WHAT TO WORK ON
- A) Decide whether each statement agrees with the court memorandum, answering yes or no and quoting the words of the memorandum that settle it: (i) The two employees who left the plaintiff were commercial loan officers. (ii) The contractual restriction on the employees lasted two years after their employment ended. (iii) The judgment of Supreme Court was reversed on appeal.
- B) In the court memorandum, what radius around the plaintiff did the contractual restriction on the loan officers cover?
- C) Carry the court memorandum forward from its last sentence.
Top of EXTRACT
Opinion
May 7, 1999
Appeal from Judgment of Supreme Court, Monroe County, Stander, J. — Summary Judgment.
Present — Denman, P. J., Pigott, Jr., Hurlbutt and Balio, JJ.
Judgment unanimously affirmed without costs. Memorandum: Plaintiff commenced this action alleging that defendants misappropriated plaintiff's trade secrets, conspired to misappropriate plaintiff's trade secrets, tortiously interfered with the contractual relations of plaintiff with its employees, conspired to cause employees of plaintiff to breach their contracts' with plaintiff, and tortiously interfered with the business relationships of plaintiff with its customers. The action arose when two commercial loan officers left plaintiff's employ and began to work for defendant Savings Bank of the Fingerlakes, allegedly in violation of a contractual restriction that they not obtain employment, at a competing bank located within a 25-mile radius of plaintiff for a year following the termination of their employment with plaintiff. Supreme Court properly granted defendants' motion for summary judgment dismissing the complaint.
Bottom of EXTRACT
Top of INPUT DATA
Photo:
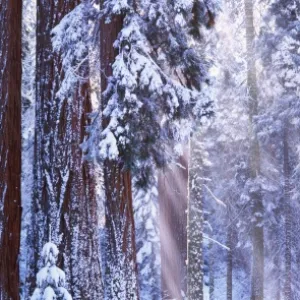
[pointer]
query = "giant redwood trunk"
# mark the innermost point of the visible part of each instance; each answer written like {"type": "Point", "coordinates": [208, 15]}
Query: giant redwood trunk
{"type": "Point", "coordinates": [10, 147]}
{"type": "Point", "coordinates": [257, 276]}
{"type": "Point", "coordinates": [173, 200]}
{"type": "Point", "coordinates": [120, 268]}
{"type": "Point", "coordinates": [64, 200]}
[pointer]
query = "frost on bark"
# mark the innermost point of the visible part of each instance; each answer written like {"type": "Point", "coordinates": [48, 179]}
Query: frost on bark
{"type": "Point", "coordinates": [288, 215]}
{"type": "Point", "coordinates": [195, 223]}
{"type": "Point", "coordinates": [120, 267]}
{"type": "Point", "coordinates": [64, 200]}
{"type": "Point", "coordinates": [10, 146]}
{"type": "Point", "coordinates": [257, 276]}
{"type": "Point", "coordinates": [173, 196]}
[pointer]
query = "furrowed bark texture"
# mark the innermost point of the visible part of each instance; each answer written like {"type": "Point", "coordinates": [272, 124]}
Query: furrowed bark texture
{"type": "Point", "coordinates": [121, 267]}
{"type": "Point", "coordinates": [10, 146]}
{"type": "Point", "coordinates": [173, 196]}
{"type": "Point", "coordinates": [257, 276]}
{"type": "Point", "coordinates": [64, 200]}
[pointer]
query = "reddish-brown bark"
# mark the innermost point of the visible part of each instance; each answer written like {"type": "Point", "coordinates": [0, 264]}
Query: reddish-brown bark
{"type": "Point", "coordinates": [10, 146]}
{"type": "Point", "coordinates": [64, 192]}
{"type": "Point", "coordinates": [117, 180]}
{"type": "Point", "coordinates": [173, 196]}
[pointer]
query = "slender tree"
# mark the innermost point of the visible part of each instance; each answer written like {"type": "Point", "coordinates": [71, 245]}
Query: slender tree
{"type": "Point", "coordinates": [257, 275]}
{"type": "Point", "coordinates": [10, 147]}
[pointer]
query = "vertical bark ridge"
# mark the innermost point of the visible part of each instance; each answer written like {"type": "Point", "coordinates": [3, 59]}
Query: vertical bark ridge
{"type": "Point", "coordinates": [10, 147]}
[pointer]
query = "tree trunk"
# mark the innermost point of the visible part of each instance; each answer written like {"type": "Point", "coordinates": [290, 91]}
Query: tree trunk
{"type": "Point", "coordinates": [288, 217]}
{"type": "Point", "coordinates": [10, 147]}
{"type": "Point", "coordinates": [65, 204]}
{"type": "Point", "coordinates": [229, 261]}
{"type": "Point", "coordinates": [211, 272]}
{"type": "Point", "coordinates": [121, 267]}
{"type": "Point", "coordinates": [257, 276]}
{"type": "Point", "coordinates": [173, 196]}
{"type": "Point", "coordinates": [195, 226]}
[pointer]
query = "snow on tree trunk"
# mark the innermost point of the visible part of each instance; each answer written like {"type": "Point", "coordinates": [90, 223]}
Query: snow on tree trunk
{"type": "Point", "coordinates": [257, 276]}
{"type": "Point", "coordinates": [173, 196]}
{"type": "Point", "coordinates": [195, 224]}
{"type": "Point", "coordinates": [10, 147]}
{"type": "Point", "coordinates": [64, 197]}
{"type": "Point", "coordinates": [28, 125]}
{"type": "Point", "coordinates": [146, 212]}
{"type": "Point", "coordinates": [50, 279]}
{"type": "Point", "coordinates": [288, 216]}
{"type": "Point", "coordinates": [121, 267]}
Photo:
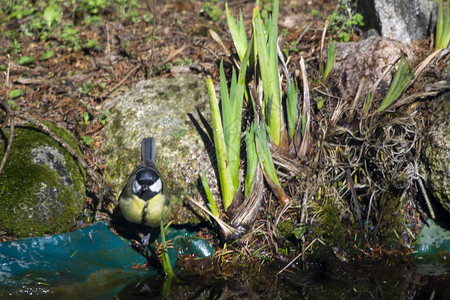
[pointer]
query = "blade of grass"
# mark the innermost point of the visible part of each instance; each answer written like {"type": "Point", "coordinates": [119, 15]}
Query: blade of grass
{"type": "Point", "coordinates": [398, 84]}
{"type": "Point", "coordinates": [268, 62]}
{"type": "Point", "coordinates": [237, 30]}
{"type": "Point", "coordinates": [165, 254]}
{"type": "Point", "coordinates": [268, 168]}
{"type": "Point", "coordinates": [331, 57]}
{"type": "Point", "coordinates": [237, 91]}
{"type": "Point", "coordinates": [212, 205]}
{"type": "Point", "coordinates": [252, 159]}
{"type": "Point", "coordinates": [226, 182]}
{"type": "Point", "coordinates": [292, 107]}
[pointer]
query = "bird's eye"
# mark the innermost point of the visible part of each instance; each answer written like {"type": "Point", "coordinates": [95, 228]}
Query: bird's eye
{"type": "Point", "coordinates": [136, 188]}
{"type": "Point", "coordinates": [157, 186]}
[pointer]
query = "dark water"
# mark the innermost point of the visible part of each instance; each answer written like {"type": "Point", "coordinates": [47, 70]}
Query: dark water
{"type": "Point", "coordinates": [364, 281]}
{"type": "Point", "coordinates": [332, 280]}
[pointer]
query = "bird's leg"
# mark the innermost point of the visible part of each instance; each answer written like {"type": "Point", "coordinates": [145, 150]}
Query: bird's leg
{"type": "Point", "coordinates": [153, 259]}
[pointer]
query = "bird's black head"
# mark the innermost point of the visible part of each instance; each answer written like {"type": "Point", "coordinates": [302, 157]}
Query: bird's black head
{"type": "Point", "coordinates": [147, 184]}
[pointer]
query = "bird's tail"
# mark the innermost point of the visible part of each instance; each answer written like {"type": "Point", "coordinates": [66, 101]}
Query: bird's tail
{"type": "Point", "coordinates": [148, 149]}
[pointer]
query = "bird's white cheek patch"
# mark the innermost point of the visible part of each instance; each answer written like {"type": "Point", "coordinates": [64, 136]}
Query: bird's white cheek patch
{"type": "Point", "coordinates": [136, 187]}
{"type": "Point", "coordinates": [156, 187]}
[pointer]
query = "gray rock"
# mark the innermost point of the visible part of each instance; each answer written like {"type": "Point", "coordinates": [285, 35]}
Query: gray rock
{"type": "Point", "coordinates": [434, 163]}
{"type": "Point", "coordinates": [167, 109]}
{"type": "Point", "coordinates": [42, 187]}
{"type": "Point", "coordinates": [403, 20]}
{"type": "Point", "coordinates": [367, 58]}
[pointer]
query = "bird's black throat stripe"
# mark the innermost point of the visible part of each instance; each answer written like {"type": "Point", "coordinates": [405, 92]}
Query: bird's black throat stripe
{"type": "Point", "coordinates": [144, 213]}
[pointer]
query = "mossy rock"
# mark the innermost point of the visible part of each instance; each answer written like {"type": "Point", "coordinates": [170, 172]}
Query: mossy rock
{"type": "Point", "coordinates": [174, 112]}
{"type": "Point", "coordinates": [434, 163]}
{"type": "Point", "coordinates": [42, 187]}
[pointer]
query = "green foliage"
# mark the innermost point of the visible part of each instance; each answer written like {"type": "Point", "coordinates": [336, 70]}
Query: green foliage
{"type": "Point", "coordinates": [47, 55]}
{"type": "Point", "coordinates": [227, 135]}
{"type": "Point", "coordinates": [25, 60]}
{"type": "Point", "coordinates": [266, 36]}
{"type": "Point", "coordinates": [43, 19]}
{"type": "Point", "coordinates": [291, 107]}
{"type": "Point", "coordinates": [443, 26]}
{"type": "Point", "coordinates": [252, 159]}
{"type": "Point", "coordinates": [212, 9]}
{"type": "Point", "coordinates": [226, 182]}
{"type": "Point", "coordinates": [343, 21]}
{"type": "Point", "coordinates": [402, 77]}
{"type": "Point", "coordinates": [212, 205]}
{"type": "Point", "coordinates": [15, 93]}
{"type": "Point", "coordinates": [237, 30]}
{"type": "Point", "coordinates": [331, 57]}
{"type": "Point", "coordinates": [86, 140]}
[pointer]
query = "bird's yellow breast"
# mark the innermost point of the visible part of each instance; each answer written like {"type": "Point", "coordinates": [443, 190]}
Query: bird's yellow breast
{"type": "Point", "coordinates": [148, 212]}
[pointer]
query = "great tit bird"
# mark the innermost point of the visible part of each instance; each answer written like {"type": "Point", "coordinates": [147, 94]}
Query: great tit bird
{"type": "Point", "coordinates": [143, 199]}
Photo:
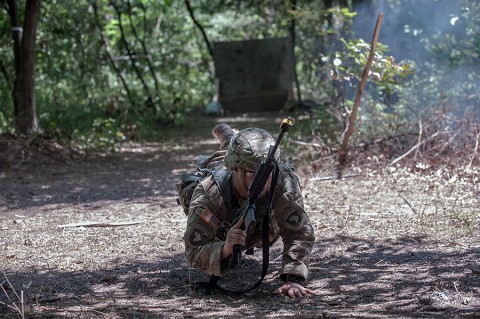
Bottom of INPUT DATA
REPLIES
- A)
(i) Yes: "two commercial loan officers left plaintiff's employ"
(ii) No: "for a year following the termination of their employment with plaintiff"
(iii) No: "Judgment unanimously affirmed without costs."

- B) A 25-mile radius.

- C)
The court properly dismissed the cause of action for misappropriation of trade secrets. Defendants met their burden of establishing that no trade secrets, including confidential customer lists, were misappropriated, and plaintiff failed to raise a triable issue of fact. Whether information is a trade secret depends, in part, upon the ease or difficulty with which the information could be acquired or duplicated by others ( see, Ashland Mgt. v. Janien, 82 N.Y.2d 395, 407; Wiener v. Lazard Freres Co., 241 A.D.2d 114, 124). Information is not considered a trade secret where, as here, it is readily ascertainable through sources outside the business ( see, Reed, Roberts Assocs. v. Strauman, 40 N.Y.2d 303, 308, rearg denied 40 N.Y.2d 918; Leo Silfen, Inc. v. Cream, 29 N.Y.2d 387, 392-395). There are also no confidential customer lists. The customers for whose business plaintiff and defendant Savings Bank of the Fingerlakes are competing are commercial enterprises located in a limited geographical area, who are readily ascertainable from other sources ( see, Empire Farm Credit v. Bailey, 239 A.D.2d 855, 856). Because there was no misappropriation of trade secrets, the cause of action for conspiracy to misappropriate trade secrets also was properly dismissed. In addition, the cause of action based upon tortious interference with plaintiff's customers based on use of confidential information or trade secrets was also properly dismissed.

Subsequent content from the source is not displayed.